TASK GOAL: Your answer should be the entries below, reproduced character for character.

Referring expression pointing data

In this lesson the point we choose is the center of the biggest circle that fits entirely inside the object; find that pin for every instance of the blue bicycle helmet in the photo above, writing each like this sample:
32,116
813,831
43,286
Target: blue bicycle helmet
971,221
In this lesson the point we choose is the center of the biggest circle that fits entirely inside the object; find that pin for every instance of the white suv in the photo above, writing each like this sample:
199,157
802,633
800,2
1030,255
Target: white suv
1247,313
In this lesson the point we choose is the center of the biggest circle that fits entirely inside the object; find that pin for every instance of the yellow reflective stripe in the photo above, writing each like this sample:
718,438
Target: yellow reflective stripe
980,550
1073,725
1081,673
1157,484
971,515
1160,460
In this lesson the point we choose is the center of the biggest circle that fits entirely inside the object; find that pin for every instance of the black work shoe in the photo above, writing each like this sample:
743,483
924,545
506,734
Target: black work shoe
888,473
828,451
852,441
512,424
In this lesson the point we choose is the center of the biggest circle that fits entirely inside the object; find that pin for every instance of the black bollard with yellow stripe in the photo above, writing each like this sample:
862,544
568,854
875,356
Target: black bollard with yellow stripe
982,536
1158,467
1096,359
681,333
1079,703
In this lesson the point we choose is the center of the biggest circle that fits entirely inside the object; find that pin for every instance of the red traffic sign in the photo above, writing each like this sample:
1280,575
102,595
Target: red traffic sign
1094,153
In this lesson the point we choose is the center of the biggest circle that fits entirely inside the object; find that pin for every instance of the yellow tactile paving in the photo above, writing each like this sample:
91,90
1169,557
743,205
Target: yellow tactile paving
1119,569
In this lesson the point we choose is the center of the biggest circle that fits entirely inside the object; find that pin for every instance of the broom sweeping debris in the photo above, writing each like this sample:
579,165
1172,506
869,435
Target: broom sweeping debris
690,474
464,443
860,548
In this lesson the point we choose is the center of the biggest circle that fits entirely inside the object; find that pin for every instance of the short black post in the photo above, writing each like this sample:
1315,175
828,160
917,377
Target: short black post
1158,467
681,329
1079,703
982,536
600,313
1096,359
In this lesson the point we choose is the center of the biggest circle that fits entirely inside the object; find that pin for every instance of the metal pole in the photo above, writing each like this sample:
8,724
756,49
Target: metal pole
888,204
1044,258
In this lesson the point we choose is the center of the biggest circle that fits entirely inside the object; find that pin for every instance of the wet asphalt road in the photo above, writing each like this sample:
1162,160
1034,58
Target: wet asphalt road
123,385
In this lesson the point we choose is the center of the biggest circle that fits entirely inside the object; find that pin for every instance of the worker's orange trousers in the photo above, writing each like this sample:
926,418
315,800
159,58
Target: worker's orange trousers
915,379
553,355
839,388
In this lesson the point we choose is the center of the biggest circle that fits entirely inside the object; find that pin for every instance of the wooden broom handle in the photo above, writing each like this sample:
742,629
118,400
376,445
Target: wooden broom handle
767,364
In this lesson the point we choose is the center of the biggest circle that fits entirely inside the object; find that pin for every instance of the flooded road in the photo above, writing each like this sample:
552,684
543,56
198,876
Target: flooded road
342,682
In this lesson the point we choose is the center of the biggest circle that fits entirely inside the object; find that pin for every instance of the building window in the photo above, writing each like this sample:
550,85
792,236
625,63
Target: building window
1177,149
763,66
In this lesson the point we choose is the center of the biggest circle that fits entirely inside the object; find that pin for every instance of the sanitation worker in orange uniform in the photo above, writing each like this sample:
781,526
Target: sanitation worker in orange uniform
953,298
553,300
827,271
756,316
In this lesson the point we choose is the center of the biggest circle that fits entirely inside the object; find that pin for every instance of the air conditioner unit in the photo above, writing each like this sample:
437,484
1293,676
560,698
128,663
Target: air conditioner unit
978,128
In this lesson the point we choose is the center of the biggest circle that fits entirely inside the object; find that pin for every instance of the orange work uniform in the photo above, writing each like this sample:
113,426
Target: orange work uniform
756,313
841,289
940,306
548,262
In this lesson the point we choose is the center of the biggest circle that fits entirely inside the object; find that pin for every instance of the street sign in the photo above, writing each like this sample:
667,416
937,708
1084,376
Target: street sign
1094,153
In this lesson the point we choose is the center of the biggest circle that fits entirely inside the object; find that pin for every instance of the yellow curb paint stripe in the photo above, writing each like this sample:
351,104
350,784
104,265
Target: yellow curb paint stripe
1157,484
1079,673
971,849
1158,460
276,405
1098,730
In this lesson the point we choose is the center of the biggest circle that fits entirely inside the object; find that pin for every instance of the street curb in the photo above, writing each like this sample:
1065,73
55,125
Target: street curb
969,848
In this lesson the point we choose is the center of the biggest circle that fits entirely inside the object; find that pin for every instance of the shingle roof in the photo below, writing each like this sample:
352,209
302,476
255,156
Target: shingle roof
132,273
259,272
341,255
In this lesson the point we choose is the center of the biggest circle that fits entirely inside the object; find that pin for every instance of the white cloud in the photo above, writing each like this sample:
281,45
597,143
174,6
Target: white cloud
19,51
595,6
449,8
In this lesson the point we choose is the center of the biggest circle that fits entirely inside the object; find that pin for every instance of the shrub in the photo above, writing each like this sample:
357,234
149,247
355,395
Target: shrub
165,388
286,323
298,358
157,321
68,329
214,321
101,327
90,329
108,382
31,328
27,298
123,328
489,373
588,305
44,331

RESULT OF THE TASK:
In this lesson the point we choose is the center of the biggest circle that fits entirely inside the object; find that pin for every instance of the blue bicycle helmet in the photo above, writing each like this sample:
32,116
813,831
43,286
Target: blue bicycle helmet
971,221
In this lesson the point we choose is the center of the biggest circle that fits entirely inside the object; find that pin for every instance of the white suv in the photo above, writing each like this sample:
199,157
802,633
800,2
1030,255
Target: white suv
1247,313
In this lesson the point we choose is the center of the biggest circle that fits entirely inside the object; find that pin for every instance of the yellow reflective stripe in the photo above, writing each like this sample:
718,438
Target: yellow reflective stripe
980,550
1073,725
1081,673
1157,484
971,515
1160,460
In this lesson the point we choose is the center of the biggest circle that fits entirely inside the object; find that pin for every instance of the black work shoe in the photo above, writing each like this sample:
743,483
924,545
506,734
Target: black work shoe
888,473
828,451
852,441
512,424
In this lesson the point we choose is the center of the biggest circle that fits entirely inside the object; find that pin for every instance of the black bollard with yellow stripe in the photo above, writing each like this sample:
862,544
568,854
875,356
Target: black bollard with yellow stripe
982,536
1158,467
1096,359
681,333
1079,703
In this lesson the point we choose is the center of the biggest circle that fits entirely inside the object; find that pin for every instance of the red traffic sign in the photo above, writing each like this sample:
1280,575
102,595
Target: red traffic sign
1094,153
In this lesson the point we choose is the center of the biggest circle that fits entirely inside the object; find that pin for every instance of the yellow tactile paving in the photo above, writing each like this sample:
91,90
1169,557
743,205
Target: yellow tactile paving
1119,569
In this lesson the point we choose is the center of the biggest circle that fits entirely inside the object; find that pin for every instance of the broom sweeping debris in the photo above, writing each like this sample:
579,165
1172,506
869,435
Target: broom sweeping debris
690,474
464,443
860,548
In this lesson the point we choose is the center of the biggest circle that fits entirely inside the object; find that pin for every instance of the short black post in the photo above, writing each like this sample:
1315,175
828,160
917,377
Target: short black post
1158,467
681,329
1079,703
982,536
600,313
1096,359
In this lesson the point we choose is the center of the biggest circle that fits entirely inside the object; find that pin for every instance of the metal pole in the photo above, writing each like this sample:
8,724
756,49
Target: metal pole
888,204
1044,258
In this lesson the point we choose is the center of the biggest circle that fits entirely inside the object; find that pin for every instance of the wet asphalt road in the photo above, writing each like this sample:
1162,160
1034,58
Target: wet asphalt road
123,385
In this lesson the point we choose is the center of the biggest circle that fits entirely inside the object; find that pin for every instance of the worker's orange trousers in the photo above, writing each like this sample:
926,418
315,800
159,58
Target: worker's orange trousers
915,379
553,355
839,388
In this lesson the point we choose is the center of the biggest circle that fits entirely inside the object; find that pin for every instance of the wooden broom handle in the photo above, writing each like this sample:
742,629
118,400
376,445
Target: wooden broom handle
767,364
In this lesson the point we choose is the center of the biggest circle that fits entirely inside the object; find that pin for every instance of the flooded road in the photo above, writing each like this sample:
552,684
543,56
198,876
Target: flooded road
342,682
In this lesson the point we choose is the center of the biggest circle that fits entirely inside the object; find that pin for every instance of the building window in the photo above, writing each like this sample:
550,85
792,236
625,63
Target: building window
1177,149
763,66
In this lesson the point we choose is the center of the biggest circle that fits entirely inside the object; find that pin for every instance of the sanitation worker in orange uniform in the photo above, writing each like this sample:
781,526
Target: sanitation worker in orange uniform
953,298
553,300
827,271
756,316
In this lesson the point we choose is the center of the biggest circle that fits entirely inside the object; find that pin for every instance of the air conditioner unit in the photo above, writing each like this sample:
437,484
1293,676
560,698
128,663
Target: air conditioner unit
978,128
In this lesson the point we choose is the center of the biggest circle that fits entirely inside the object; find that pin for every instance of the orange work uniform in the photo above, writing each like this sample:
113,426
Target: orange work uniform
756,313
841,289
940,306
548,262
In this lesson the point we choose is the center of the biggest circle that fits entirely inside the object; find that pin for every instance of the street sign in the photo above, writing each like this sample:
667,416
937,708
1084,376
Target: street sign
1094,153
In this lesson the point we choose is the center of the biggest circle that fits entirely inside the object; find that pin for every instance of the yellow curb paint stripe in the photo above, writing each like this sample:
351,104
350,784
104,265
Target: yellow curb paint stripe
1157,484
1079,673
971,849
1158,460
276,405
1098,730
In this lesson the point we choose is the center of the biggest circle that fits entirely inside the object; find that pin for every instance of the street curb in the photo above, writing each like this sample:
1065,73
55,125
Target: street curb
969,848
In this lesson the point we choose is the center of the biggest circle that fits entirely inside the object; find that pin for every instance of the shingle roof in the photo below, writing each like this sample:
352,209
302,476
255,156
Target: shingle roof
132,273
259,272
341,255
In this lesson the point we choose is the center of the biggest circle that fits entirely inside the object; find that pin for every instance of the white cloud in the photo above, writing each like this sample:
281,45
597,143
174,6
Target: white cloud
19,51
595,6
449,8
In this lesson the point we choose is the center of the biggest circle that fits entirely inside the object; find that pin for every instance of the shrub in the photo above, writing each like this sample:
357,234
149,247
355,395
Target: shrub
165,388
286,323
298,358
157,321
68,329
214,321
101,327
90,329
108,382
31,328
27,298
123,328
489,373
588,305
44,331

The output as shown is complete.